### Exercise material:
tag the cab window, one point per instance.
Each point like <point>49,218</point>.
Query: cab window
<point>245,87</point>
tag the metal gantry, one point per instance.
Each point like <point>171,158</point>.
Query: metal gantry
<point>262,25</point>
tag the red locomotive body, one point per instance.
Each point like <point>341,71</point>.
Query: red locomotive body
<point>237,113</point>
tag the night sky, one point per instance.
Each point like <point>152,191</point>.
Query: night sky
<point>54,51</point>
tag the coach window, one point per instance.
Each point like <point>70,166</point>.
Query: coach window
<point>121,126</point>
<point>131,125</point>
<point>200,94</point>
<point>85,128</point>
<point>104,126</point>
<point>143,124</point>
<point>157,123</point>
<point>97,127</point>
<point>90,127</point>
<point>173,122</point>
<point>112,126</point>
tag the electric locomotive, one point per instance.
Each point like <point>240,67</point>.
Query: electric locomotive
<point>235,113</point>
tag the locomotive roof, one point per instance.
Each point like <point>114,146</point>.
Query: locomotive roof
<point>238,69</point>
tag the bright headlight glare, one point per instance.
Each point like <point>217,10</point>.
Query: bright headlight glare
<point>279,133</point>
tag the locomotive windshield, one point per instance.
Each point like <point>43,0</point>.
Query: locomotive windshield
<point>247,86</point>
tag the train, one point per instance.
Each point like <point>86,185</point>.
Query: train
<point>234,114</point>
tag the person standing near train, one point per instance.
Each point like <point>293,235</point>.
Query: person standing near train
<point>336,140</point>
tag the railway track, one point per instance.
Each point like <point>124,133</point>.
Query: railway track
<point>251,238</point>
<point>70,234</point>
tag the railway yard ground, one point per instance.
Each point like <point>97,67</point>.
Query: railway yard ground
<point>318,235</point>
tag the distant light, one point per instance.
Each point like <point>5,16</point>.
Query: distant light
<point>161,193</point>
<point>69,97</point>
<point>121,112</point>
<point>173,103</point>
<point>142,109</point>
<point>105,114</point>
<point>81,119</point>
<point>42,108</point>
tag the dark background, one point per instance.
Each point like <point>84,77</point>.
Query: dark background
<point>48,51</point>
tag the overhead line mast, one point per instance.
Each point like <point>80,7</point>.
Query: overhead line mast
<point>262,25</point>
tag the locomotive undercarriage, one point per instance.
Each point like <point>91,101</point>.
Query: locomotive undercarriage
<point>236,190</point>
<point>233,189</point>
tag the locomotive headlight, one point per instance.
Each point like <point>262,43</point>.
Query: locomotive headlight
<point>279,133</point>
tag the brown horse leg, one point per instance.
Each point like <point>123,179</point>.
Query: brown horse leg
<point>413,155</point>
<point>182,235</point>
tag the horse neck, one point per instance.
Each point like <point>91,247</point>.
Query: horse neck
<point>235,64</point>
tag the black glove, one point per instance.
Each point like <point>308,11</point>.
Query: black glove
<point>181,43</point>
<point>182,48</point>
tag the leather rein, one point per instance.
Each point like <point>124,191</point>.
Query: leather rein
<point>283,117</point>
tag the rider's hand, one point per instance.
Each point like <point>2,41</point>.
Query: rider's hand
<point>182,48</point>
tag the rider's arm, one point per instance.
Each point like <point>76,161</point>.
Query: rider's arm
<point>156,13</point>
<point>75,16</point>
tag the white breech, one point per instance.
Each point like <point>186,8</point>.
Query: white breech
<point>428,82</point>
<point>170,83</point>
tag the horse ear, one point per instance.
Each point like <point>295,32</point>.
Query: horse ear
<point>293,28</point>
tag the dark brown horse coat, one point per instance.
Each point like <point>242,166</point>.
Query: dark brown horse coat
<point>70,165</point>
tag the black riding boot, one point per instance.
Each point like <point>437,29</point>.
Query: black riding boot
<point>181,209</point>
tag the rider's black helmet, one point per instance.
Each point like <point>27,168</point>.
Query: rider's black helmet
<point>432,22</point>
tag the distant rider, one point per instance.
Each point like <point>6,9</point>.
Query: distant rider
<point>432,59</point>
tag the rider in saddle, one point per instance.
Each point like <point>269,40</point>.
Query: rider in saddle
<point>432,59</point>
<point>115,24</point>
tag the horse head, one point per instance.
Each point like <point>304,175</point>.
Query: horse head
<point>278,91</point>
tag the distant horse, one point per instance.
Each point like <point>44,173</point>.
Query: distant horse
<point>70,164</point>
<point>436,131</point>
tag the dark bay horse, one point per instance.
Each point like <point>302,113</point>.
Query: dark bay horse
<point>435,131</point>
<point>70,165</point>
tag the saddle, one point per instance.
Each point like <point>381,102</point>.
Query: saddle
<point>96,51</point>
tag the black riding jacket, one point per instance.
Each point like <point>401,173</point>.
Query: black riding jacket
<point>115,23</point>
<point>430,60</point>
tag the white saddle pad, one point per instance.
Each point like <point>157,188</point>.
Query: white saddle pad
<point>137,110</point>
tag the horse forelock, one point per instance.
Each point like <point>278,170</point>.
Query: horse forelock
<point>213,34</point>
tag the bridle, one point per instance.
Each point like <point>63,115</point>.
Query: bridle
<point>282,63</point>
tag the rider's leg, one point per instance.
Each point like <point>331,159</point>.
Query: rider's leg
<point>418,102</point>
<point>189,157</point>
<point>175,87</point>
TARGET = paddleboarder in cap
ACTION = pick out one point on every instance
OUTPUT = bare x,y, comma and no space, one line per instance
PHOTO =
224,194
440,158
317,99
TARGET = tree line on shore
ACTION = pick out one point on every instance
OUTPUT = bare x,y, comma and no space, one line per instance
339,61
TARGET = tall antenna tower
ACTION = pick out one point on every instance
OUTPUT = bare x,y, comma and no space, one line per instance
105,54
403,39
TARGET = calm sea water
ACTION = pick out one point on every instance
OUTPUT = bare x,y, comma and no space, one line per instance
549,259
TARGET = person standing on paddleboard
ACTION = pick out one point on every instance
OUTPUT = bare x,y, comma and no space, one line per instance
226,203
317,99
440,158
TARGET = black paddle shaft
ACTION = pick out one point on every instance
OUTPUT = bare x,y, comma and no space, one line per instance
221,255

### Goal:
Convert every one of the records above into a two-column CSV with the header row query_text,answer_text and one row per record. Put each record's text and its answer in a single double-quoted field each, replacing line breaks with spaces.

### Worked answer:
query_text,answer_text
"tag the cab window, one point per instance. Each point like <point>49,218</point>. Query: cab window","<point>245,87</point>"
"tag the metal gantry, one point per instance. Each point like <point>171,158</point>. Query: metal gantry","<point>262,25</point>"
"tag the red locomotive body, one point per instance. Each point like <point>341,71</point>. Query: red locomotive body","<point>237,113</point>"
"tag the night sky, one point per instance. Each point like <point>152,191</point>. Query: night sky","<point>54,51</point>"
"tag the coach window, one point per instance. Each point like <point>70,166</point>. Query: coach window","<point>121,126</point> <point>131,125</point> <point>200,94</point> <point>85,128</point> <point>104,126</point> <point>143,124</point> <point>157,123</point> <point>97,127</point> <point>90,127</point> <point>173,122</point> <point>112,126</point>"
"tag the electric locomotive, one point per instance. Each point like <point>240,67</point>. Query: electric locomotive","<point>235,113</point>"
"tag the locomotive roof, one point per instance. Each point like <point>114,146</point>. Query: locomotive roof","<point>238,69</point>"
"tag the bright headlight glare, one point per instance. Each point like <point>217,10</point>. Query: bright headlight glare","<point>279,133</point>"
"tag the locomotive windshield, one point per instance. Each point like <point>43,0</point>. Query: locomotive windshield","<point>247,86</point>"
"tag the train, one point per instance. Each point like <point>86,185</point>. Query: train","<point>234,114</point>"
"tag the person standing near train, one point per instance. Each point like <point>293,235</point>. Query: person standing near train","<point>336,140</point>"
"tag the railway track, one point per instance. Each point like <point>124,133</point>. Query: railway track","<point>251,238</point> <point>70,234</point>"
"tag the railway yard ground, one point per instance. Each point like <point>97,67</point>. Query: railway yard ground","<point>318,235</point>"
"tag the distant light, one point per instance. Each point like <point>5,16</point>. Query: distant light","<point>161,193</point> <point>69,97</point> <point>121,112</point> <point>173,103</point> <point>142,109</point> <point>105,114</point> <point>81,119</point> <point>42,108</point>"
"tag the dark background, one point per instance. Each point like <point>84,77</point>. Query: dark background","<point>48,51</point>"
"tag the overhead line mast, one point per instance. Each point like <point>80,7</point>. Query: overhead line mast","<point>262,25</point>"
"tag the locomotive undercarriage, one point per instance. Each point like <point>91,101</point>. Query: locomotive undercarriage","<point>236,190</point> <point>233,189</point>"
"tag the locomotive headlight, one point per instance. Each point like <point>262,43</point>. Query: locomotive headlight","<point>279,133</point>"
"tag the brown horse leg, one point per instance. Each point like <point>123,179</point>. Query: brown horse leg","<point>413,155</point> <point>182,235</point>"
"tag the horse neck, one point per instance. Each point like <point>91,247</point>. Query: horse neck","<point>235,64</point>"
"tag the black glove, one point per instance. Each point like <point>308,11</point>. Query: black glove","<point>181,43</point> <point>182,48</point>"
"tag the leather rein, one point per instance. Each point like <point>124,191</point>. Query: leather rein","<point>283,117</point>"
"tag the rider's hand, one point per instance. Each point like <point>2,41</point>. Query: rider's hand","<point>182,48</point>"
"tag the rider's arm, one point per instance. Each point like <point>76,161</point>. Query: rider's arm","<point>156,13</point> <point>75,16</point>"
"tag the white breech, one point per instance. Each point like <point>186,8</point>. Query: white breech","<point>428,82</point> <point>170,83</point>"
"tag the horse ear, one point per instance. Each point like <point>295,32</point>. Query: horse ear","<point>293,28</point>"
"tag the dark brown horse coat, one point per instance. Each point like <point>242,166</point>. Query: dark brown horse coat","<point>70,165</point>"
"tag the black riding boot, one point per instance. Each point like <point>437,29</point>. Query: black riding boot","<point>181,209</point>"
"tag the rider's black helmet, one point per instance. Each point like <point>27,168</point>. Query: rider's black helmet","<point>432,22</point>"
"tag the distant rider, one point per instance. Each point like <point>6,9</point>. Query: distant rider","<point>432,59</point>"
"tag the rider in saddle, one point per instance. Each point like <point>269,40</point>. Query: rider in saddle","<point>432,59</point> <point>115,24</point>"
"tag the horse head, one point per instance. Each point like <point>304,175</point>. Query: horse head","<point>278,91</point>"
"tag the distant horse, one point per instance. Each point like <point>44,173</point>. Query: distant horse","<point>70,164</point> <point>436,131</point>"
"tag the dark bay horse, one point per instance. Each point like <point>302,113</point>. Query: dark bay horse","<point>435,131</point> <point>70,165</point>"
"tag the saddle, one point per instance. Each point like <point>381,102</point>. Query: saddle","<point>96,51</point>"
"tag the black riding jacket, one point per instance. Each point like <point>401,173</point>. Query: black riding jacket","<point>115,23</point> <point>430,60</point>"
"tag the white saddle pad, one point per instance. Each point like <point>157,188</point>. Query: white saddle pad","<point>137,110</point>"
"tag the horse forelock, one point per instance. Each point like <point>278,170</point>. Query: horse forelock","<point>213,34</point>"
"tag the bridle, one point per instance. Each point like <point>63,115</point>. Query: bridle","<point>282,63</point>"
"tag the rider's leg, one point per instance. Each point like <point>331,159</point>. Query: rider's leg","<point>418,102</point> <point>189,157</point> <point>175,87</point>"
"TARGET = paddleboarder in cap ACTION = pick out one point on every instance OUTPUT = bare x,y, comma and no space, one line per instance PHOTO =","224,194 440,158 317,99"
"TARGET = tree line on shore ACTION = pick out one point on every instance OUTPUT = bare x,y, comma and no space, one line per instance","339,61"
"TARGET = tall antenna tower ACTION = pick out one point on every instance OUTPUT = bare x,y, comma and no space, one line per instance","105,54 403,39"
"TARGET = calm sea water ACTION = pick out one point on every instance OUTPUT = bare x,y, comma and no space, one line per instance","549,259"
"TARGET = person standing on paddleboard ACTION = pick out one point on every instance OUTPUT = bare x,y, comma and no space, one line per instance","226,203 317,99 440,158"
"TARGET = black paddle shaft ACTION = pick out one point on every instance OUTPUT = bare x,y, comma and no space, one line per instance","221,255"